Set of tasks:
[a] According to the article on FINRA's case against DLA, what share of the firm's total business does FINRA estimate the REIT assets represent?
[b] Translate this sentence from the article on FINRA's case against DLA into Spanish: "Much of the rest of the complaint goes on to attack the firm's marketing practices."
[c] Return the passage of the article on FINRA's case against DLA starting with "Much of the" and going on through "up to standard.", copied word for word.

Page excerpt:
::::::

According to FINRA, the REITs in question should be considered dangerous because they are illiquid and have been increasingly leveraged in order to achieve their stated performance goals.

 

Because DLA did not disclose these red flags -- and went on selling the securities anyway -- FINRA concludes that the firm must not have done its homework.

 

Much of the rest of the complaint goes on to attack the firm's marketing practices.

 

DLA is fighting this one, calling the case against it "baseless" and blaming the sudden interest in "due diligence" on regulators' guilt over failing to catch ponzi schemes like Bernie Madoff on their own.

 

This is going to be tricky. On the one hand, the REITs in question represent a much more concentrated part of DLA's sales program than bad medical debt ever amounted to at much bigger firms like Securities America.

 

Securities America, with over 1,900 advisors in the network, only sold $700 million in Medical Capital Holdings paper, and "due diligence" complaints almost wrecked the firm -- even though insiders tell me that all the homework on these instruments was done up to standard.

 

DLA has only 375 advisors but over the years has sold $6.8 billion in REIT shares from the companies under the microscope here over the years, $300 million of it since January. FINRA estimates that these assets represent 60% of the firm's total business.

 

The firm's sales practices have definitely received their share of investor criticism.

 

But if the working definition of "due diligence" is shifting from "finding out all you can" to "disclosing all the red flags that exist" then we may be seeing a lot more of this kind of regulator action in the future.

::::::

Material provided:
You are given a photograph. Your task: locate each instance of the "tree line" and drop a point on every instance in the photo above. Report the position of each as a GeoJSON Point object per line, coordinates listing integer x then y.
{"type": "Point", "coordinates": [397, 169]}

::::::

Answers to this exercise:
[a] 60%

[b] Gran parte del resto de la denuncia se dedica a atacar las prácticas de marketing de la empresa.

[c]
Much of the rest of the complaint goes on to attack the firm's marketing practices.

 

DLA is fighting this one, calling the case against it "baseless" and blaming the sudden interest in "due diligence" on regulators' guilt over failing to catch ponzi schemes like Bernie Madoff on their own.

 

This is going to be tricky. On the one hand, the REITs in question represent a much more concentrated part of DLA's sales program than bad medical debt ever amounted to at much bigger firms like Securities America.

 

Securities America, with over 1,900 advisors in the network, only sold $700 million in Medical Capital Holdings paper, and "due diligence" complaints almost wrecked the firm -- even though insiders tell me that all the homework on these instruments was done up to standard.